The data

##############################

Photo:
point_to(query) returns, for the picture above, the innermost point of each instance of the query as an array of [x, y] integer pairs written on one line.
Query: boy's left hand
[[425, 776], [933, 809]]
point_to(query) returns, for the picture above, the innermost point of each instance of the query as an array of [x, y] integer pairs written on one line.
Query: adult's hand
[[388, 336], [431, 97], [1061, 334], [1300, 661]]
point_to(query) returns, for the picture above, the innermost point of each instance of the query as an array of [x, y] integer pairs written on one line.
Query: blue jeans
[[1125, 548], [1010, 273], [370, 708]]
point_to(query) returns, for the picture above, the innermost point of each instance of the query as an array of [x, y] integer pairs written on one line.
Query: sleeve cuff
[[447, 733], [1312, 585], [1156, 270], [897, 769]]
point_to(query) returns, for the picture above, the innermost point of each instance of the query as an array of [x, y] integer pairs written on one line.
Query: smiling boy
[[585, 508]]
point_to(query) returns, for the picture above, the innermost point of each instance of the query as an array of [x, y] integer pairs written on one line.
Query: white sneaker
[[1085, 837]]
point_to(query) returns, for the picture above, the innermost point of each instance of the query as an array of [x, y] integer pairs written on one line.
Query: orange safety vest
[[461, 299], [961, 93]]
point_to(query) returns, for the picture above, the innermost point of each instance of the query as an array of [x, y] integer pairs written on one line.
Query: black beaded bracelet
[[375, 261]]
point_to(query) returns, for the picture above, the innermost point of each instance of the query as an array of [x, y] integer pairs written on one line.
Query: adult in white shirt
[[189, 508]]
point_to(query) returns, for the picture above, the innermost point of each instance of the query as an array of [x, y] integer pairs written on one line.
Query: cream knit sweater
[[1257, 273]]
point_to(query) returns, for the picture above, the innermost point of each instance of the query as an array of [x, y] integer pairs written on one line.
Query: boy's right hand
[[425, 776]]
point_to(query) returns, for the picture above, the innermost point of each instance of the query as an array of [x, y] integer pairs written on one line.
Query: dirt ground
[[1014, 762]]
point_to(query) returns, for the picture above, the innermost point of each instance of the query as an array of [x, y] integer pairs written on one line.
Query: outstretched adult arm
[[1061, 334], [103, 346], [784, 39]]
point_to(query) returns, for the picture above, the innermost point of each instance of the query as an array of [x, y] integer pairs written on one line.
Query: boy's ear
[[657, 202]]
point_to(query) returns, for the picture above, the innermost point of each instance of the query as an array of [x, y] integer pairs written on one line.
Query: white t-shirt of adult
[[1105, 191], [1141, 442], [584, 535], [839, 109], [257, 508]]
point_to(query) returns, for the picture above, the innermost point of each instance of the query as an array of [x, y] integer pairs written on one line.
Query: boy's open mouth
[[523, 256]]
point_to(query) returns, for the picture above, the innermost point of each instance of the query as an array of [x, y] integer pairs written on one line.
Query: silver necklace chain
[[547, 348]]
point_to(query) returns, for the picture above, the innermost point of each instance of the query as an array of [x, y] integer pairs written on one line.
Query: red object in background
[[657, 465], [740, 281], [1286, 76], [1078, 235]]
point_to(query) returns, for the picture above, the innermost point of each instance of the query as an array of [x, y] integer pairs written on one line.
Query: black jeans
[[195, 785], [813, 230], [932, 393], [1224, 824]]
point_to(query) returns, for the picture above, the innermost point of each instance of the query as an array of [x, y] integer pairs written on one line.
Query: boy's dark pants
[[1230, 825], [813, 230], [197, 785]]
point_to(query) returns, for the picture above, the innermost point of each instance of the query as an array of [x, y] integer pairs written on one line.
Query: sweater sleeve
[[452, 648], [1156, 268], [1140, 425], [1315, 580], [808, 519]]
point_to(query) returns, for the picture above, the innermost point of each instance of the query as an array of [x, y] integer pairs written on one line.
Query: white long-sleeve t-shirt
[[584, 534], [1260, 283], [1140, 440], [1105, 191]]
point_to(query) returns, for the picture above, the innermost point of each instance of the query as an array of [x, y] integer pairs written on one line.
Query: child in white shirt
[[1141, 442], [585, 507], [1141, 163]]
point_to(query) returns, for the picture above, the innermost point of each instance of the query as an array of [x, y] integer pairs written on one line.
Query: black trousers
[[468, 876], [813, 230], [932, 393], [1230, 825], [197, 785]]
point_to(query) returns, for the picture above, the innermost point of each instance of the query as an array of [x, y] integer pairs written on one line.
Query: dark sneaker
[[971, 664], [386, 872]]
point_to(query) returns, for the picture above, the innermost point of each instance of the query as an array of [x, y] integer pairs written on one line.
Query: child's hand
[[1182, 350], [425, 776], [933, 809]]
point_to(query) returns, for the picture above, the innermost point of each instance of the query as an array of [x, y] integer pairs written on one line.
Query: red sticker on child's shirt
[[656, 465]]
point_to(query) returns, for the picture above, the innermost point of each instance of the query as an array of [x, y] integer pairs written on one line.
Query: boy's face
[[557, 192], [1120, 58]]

##############################

The task
The data is to be reproduced in full, every line intact.

Task result
Photo:
point_to(query) returns, for the picture above, the innermost point of each instance of the query as an array of [x, y] integer pairs written on one line.
Query: boy's left hand
[[425, 776], [933, 809]]
point_to(query) returns, for the picture above, the innermost point of each instance of the query as an array of [x, y] integer pairs written on one line.
Query: adult's hand
[[388, 336], [431, 97], [1061, 334], [1300, 661]]
point_to(query) returns, for the picture above, the innermost point of each instance of the query as an array of [x, y] integer pairs written on one line.
Query: blue jeans
[[1125, 548], [1010, 273], [370, 708]]
point_to(query) returns, for the picture above, the innermost point of each instance of the query as an array of [x, y] integer pairs written on one line.
Query: sleeve cuff
[[447, 733], [1312, 585], [1156, 270], [897, 769]]
point_to(query) returns, for the picture above, the innermost point of each instance of the query as an array of [x, y] integer pairs written on one line.
Query: smiling boy
[[585, 508]]
point_to(query) returns, for the picture above, the innermost point of each instance of the query as an array of [x, y] integer pairs written on one line.
Query: white sneaker
[[1085, 837]]
point_to(query) returns, for the picture above, the innermost point of each instance of the query as an array of [x, y] integer pairs written on one line.
Query: orange safety vest
[[461, 299], [961, 93]]
point_to(query) returns, for the picture above, the innermost point of each instance of the query as an array of [x, y] integer pairs written on one line.
Query: black beaded bracelet
[[375, 261]]
point_to(query) returns, for the picture above, the innermost point of each instance of the query as an array of [x, y] integer pairs written on one line.
Query: adult in white shirt
[[189, 508]]
point_to(query) returns, for the picture above, the innermost point of each instance of the query as an array of [x, y] integer pairs written on one line.
Query: cream knit sweater
[[1257, 273]]
point_to(query) returns, for the picture above, the innermost point of each instance of the query as an array of [x, y] integer pairs written on one line.
Query: boy's right hand
[[425, 776]]
point_to(query) returns, for the picture above, the innermost point of each instance of the query as an array of [x, y] integer pairs written on one line.
Query: dirt ground
[[1014, 762]]
point_to(query) returns, for the picture above, the innermost point of each instance of the query as an array of [x, y] integer pairs written on one line.
Query: outstretched adult arm
[[1061, 334], [103, 346], [784, 39]]
point_to(query) returns, for the picture above, the innermost point of each instance of the query as an array of [x, y] integer pairs written on one line.
Query: boy's ear
[[657, 202]]
point_to(query) returns, for the picture above, the innermost point of each instance of the query as an array of [x, y] integer pairs written on one line.
Query: white t-shirt of adult
[[1105, 191], [1141, 442], [584, 535], [839, 109], [257, 508]]
point_to(query) returns, for the picture above, the innermost point of each instance of the query as an array of [x, y] integer pairs written on one line.
Query: boy's open mouth
[[523, 256]]
point_to(query) returns, for the picture above, the innermost point of each instance of the query as an array of [x, y] integer pairs written on one line.
Query: silver necklace chain
[[547, 348]]
point_to(query) returns, for the picture above, the innermost point of each instance of the query as an array of [x, y] integer pairs written on one line.
Query: red object in background
[[657, 465], [740, 281], [1286, 76], [1078, 235]]
point_to(query) returns, for the picture above, the innermost point of each instance of the query as an array of [x, y] integer pairs written on one line.
Query: black jeans
[[195, 785], [813, 230], [932, 393], [1224, 824]]
point_to(query) returns, for the picture above, the innermost point of each instance of the query as an array of [x, y] integer pairs written on one line.
Query: boy's dark pants
[[1230, 825], [813, 230], [197, 785]]
point_to(query) returns, for the picture above, the innermost point of each instance of the query as an array of [x, y] integer pairs written on one line.
Query: sweater sleeve
[[452, 648], [1156, 268], [1140, 425], [1315, 580], [808, 519]]
point_to(query) returns, for the picture above, the innermost point of each instance of the query as an array of [x, y] integer pairs written on one line.
Query: white long-sleeve t-shirt
[[584, 534], [1260, 283], [1140, 440], [1105, 191]]
point_to(query) returns, for the picture above, the innermost point of each instance of the query as an array of [x, y] integer pairs written on one line.
Query: child in white shirt
[[1141, 442], [585, 507], [1141, 163]]
point_to(query) returns, for the picture above, the innermost point of each instance of the query as an array of [x, y] integer pairs written on one line.
Query: black trousers
[[468, 876], [813, 230], [932, 393], [1230, 825], [197, 785]]
point_to(query) returns, for the picture above, the innermost point of each instance of the query as an array of [x, y] integer pairs written on one line.
Query: dark sneaker
[[971, 664], [386, 872]]
point_to(query) returns, for the picture above, the innermost point of each instance of the query as an array of [x, y] integer pairs written on one line.
Query: child's hand
[[1182, 350], [425, 776], [933, 809]]
point_to(query) returns, for the picture above, the innermost point of each instance of the query as an array of [x, y] integer pairs written on one line.
Query: red sticker on child's shirt
[[656, 465]]
point_to(query) returns, for the picture above, the innermost point of each instance of the query as an array of [x, y] integer pairs written on one line.
Query: boy's face
[[557, 192], [1120, 58]]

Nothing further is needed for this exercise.